--- Cuplikan data ---
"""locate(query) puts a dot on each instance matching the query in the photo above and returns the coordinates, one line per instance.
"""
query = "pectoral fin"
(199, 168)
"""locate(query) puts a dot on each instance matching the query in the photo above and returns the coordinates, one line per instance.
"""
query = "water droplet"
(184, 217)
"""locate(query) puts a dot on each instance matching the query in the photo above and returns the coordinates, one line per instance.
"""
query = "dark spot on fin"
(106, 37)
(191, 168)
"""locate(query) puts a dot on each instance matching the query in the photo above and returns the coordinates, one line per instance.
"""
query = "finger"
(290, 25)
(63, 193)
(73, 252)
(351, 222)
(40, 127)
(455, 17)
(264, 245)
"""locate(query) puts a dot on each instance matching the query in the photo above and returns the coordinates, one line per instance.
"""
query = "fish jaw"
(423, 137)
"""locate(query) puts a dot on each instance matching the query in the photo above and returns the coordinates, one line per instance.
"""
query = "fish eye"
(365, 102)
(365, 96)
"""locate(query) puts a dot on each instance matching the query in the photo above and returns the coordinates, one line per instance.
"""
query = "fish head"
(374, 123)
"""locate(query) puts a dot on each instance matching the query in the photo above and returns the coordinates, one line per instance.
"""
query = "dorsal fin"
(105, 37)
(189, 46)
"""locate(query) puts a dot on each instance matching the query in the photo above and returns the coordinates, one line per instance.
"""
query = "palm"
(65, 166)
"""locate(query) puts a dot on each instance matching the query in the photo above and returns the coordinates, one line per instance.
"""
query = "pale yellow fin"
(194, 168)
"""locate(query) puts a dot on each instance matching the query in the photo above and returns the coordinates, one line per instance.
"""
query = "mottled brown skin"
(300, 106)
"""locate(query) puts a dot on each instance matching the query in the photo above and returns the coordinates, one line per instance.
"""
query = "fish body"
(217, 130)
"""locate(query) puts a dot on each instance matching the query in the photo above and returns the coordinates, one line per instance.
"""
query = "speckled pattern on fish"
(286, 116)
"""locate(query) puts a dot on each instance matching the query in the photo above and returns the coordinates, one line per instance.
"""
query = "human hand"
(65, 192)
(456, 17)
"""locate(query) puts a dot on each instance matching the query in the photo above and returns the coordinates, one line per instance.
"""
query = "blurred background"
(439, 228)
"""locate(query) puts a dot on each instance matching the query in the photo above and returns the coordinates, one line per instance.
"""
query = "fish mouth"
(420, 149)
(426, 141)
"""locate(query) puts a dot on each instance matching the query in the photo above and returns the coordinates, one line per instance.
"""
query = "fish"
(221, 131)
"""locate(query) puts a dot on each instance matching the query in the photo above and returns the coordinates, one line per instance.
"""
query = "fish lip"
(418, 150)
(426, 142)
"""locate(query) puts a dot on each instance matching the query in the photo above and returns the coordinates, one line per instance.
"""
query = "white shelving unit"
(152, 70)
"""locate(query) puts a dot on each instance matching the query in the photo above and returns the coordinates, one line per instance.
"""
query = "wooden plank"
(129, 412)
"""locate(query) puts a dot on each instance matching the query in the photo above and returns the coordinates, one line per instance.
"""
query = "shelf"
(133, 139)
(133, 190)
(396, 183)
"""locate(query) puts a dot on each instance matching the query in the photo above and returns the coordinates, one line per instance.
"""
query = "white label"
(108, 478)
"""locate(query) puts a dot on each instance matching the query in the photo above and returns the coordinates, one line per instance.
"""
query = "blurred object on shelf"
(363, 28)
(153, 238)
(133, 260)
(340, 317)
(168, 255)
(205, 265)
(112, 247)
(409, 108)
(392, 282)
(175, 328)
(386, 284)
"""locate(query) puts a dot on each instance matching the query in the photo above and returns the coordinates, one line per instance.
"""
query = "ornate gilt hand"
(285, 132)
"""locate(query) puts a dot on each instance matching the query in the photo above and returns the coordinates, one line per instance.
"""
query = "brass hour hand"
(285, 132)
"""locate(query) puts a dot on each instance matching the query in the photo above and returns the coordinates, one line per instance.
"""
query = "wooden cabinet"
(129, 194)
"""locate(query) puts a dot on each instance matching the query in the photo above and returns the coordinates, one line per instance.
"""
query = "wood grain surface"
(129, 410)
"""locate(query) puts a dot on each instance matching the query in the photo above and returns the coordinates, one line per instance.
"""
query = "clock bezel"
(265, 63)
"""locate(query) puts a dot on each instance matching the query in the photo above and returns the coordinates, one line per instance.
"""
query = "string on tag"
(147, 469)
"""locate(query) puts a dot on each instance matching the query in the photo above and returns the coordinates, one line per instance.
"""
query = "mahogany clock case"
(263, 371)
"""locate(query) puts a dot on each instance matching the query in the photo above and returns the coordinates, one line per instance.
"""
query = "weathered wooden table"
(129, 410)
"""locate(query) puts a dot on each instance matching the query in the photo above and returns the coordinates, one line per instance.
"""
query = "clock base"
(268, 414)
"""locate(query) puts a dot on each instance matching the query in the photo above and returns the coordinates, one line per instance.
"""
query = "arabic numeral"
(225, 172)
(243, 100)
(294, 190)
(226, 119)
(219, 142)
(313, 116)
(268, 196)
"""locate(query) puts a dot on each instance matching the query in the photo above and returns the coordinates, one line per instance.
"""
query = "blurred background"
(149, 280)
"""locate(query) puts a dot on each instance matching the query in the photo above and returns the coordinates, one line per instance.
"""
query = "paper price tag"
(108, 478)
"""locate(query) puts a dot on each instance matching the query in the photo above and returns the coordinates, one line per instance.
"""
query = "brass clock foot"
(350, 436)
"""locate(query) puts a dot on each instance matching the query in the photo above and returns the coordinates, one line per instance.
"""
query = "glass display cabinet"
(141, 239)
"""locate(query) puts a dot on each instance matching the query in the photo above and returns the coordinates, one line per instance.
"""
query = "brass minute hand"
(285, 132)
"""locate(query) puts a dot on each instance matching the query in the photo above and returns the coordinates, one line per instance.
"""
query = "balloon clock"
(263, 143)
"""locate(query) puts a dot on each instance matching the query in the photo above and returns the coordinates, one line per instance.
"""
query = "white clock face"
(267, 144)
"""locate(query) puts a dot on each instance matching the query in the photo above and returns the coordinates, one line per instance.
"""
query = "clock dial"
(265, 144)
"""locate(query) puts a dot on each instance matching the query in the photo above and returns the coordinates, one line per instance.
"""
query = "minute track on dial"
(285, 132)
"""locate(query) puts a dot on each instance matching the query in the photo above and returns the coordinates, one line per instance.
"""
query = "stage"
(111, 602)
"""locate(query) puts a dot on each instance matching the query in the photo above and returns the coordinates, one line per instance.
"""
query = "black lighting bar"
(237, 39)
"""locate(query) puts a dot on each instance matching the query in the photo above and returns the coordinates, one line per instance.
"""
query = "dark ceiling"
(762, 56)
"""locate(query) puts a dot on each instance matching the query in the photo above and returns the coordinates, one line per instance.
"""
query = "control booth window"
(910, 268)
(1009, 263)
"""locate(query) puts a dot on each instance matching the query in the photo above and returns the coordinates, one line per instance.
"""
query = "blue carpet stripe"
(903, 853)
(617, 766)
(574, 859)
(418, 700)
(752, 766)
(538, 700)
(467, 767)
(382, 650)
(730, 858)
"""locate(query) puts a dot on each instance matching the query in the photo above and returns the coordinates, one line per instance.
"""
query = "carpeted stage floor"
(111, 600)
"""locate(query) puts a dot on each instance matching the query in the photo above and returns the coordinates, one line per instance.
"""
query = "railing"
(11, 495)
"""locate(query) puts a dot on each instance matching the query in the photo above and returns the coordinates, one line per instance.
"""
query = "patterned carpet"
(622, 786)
---
--- Cuplikan data ---
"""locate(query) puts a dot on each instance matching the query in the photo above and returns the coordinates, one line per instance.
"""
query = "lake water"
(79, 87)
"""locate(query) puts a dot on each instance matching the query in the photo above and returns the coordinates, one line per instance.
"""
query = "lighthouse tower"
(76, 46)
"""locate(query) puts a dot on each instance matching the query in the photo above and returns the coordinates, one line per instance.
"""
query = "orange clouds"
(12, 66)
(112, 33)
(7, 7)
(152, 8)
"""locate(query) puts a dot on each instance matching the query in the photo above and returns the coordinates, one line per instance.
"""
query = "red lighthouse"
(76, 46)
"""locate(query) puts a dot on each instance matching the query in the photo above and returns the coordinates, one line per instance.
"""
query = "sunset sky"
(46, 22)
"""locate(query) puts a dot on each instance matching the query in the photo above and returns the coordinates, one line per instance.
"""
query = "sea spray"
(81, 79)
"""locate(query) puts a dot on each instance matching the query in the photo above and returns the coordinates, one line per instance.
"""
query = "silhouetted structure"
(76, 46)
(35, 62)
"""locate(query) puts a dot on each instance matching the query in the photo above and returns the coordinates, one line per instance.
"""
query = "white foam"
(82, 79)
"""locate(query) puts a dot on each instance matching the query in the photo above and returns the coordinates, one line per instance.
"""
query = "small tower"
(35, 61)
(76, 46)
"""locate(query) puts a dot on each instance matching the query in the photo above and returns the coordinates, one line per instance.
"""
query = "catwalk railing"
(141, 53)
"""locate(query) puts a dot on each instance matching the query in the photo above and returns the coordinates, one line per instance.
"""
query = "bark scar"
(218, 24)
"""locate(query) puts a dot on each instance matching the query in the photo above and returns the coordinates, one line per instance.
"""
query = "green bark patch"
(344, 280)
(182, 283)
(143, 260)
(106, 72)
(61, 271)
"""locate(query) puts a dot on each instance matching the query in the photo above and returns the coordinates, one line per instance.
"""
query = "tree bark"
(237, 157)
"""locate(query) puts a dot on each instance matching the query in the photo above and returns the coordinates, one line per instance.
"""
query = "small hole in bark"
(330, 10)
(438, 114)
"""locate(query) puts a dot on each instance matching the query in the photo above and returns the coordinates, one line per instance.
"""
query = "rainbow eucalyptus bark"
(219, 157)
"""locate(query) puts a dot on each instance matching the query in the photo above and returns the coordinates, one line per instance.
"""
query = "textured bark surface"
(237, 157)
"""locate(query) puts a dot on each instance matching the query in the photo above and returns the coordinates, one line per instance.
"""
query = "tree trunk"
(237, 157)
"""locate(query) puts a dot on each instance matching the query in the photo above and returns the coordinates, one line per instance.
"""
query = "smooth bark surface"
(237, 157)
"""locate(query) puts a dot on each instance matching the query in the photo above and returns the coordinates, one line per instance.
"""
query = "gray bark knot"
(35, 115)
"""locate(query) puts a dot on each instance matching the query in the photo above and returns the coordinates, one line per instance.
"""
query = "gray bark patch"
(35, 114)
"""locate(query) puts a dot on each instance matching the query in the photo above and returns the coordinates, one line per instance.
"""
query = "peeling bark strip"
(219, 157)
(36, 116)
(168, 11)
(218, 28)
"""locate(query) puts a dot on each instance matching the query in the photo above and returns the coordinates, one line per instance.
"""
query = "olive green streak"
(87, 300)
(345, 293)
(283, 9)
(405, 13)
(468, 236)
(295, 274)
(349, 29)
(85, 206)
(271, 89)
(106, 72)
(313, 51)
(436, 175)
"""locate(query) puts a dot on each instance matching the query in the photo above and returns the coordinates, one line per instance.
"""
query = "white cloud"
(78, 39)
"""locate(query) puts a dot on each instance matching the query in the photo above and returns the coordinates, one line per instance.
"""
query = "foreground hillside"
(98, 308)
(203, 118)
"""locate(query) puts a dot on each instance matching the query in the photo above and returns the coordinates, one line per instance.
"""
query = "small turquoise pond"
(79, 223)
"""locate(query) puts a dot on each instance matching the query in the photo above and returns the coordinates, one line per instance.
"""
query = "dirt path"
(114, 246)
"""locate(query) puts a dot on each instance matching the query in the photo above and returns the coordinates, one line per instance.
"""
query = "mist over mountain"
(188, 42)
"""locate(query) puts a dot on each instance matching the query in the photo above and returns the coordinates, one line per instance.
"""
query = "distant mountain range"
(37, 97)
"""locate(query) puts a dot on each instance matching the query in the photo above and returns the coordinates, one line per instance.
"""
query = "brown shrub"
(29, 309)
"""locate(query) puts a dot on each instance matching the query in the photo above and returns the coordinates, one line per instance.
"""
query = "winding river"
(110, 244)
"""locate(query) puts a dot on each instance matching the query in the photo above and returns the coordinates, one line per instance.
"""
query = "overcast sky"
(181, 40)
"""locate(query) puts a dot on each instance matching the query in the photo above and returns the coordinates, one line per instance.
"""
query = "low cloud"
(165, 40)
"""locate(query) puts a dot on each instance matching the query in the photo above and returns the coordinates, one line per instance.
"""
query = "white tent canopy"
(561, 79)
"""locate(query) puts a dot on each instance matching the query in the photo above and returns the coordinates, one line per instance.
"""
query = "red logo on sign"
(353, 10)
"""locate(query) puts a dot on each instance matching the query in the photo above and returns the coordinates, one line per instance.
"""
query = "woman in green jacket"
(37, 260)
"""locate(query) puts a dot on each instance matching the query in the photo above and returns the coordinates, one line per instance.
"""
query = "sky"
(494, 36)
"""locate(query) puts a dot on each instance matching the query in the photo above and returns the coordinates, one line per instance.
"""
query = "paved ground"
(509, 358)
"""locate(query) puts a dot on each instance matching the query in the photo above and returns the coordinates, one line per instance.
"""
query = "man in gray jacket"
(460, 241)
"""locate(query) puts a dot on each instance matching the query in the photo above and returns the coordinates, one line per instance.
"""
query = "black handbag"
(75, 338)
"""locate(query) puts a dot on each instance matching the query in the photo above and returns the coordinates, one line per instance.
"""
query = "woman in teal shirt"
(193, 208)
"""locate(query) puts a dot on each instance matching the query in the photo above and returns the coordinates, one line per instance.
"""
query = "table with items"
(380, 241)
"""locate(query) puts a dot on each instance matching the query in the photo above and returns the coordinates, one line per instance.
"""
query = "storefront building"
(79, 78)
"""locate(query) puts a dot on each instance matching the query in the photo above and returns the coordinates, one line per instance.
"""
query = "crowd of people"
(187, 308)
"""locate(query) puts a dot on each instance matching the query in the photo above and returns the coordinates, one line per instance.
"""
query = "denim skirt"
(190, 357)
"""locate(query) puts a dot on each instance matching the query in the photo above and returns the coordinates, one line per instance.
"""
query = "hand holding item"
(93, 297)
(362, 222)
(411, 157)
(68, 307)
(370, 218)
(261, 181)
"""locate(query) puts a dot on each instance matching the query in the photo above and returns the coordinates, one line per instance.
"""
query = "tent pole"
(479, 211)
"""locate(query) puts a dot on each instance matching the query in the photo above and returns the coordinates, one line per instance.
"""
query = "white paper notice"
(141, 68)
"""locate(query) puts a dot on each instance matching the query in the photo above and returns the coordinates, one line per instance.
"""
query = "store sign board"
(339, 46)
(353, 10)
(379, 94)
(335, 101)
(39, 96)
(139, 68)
---
• **Yang harus dibuat**:
Ambil semua baris dari item di atas yang mengandung kata "lighthouse".

• **Hasil latihan ini**:
query = "lighthouse tower"
query = "red lighthouse"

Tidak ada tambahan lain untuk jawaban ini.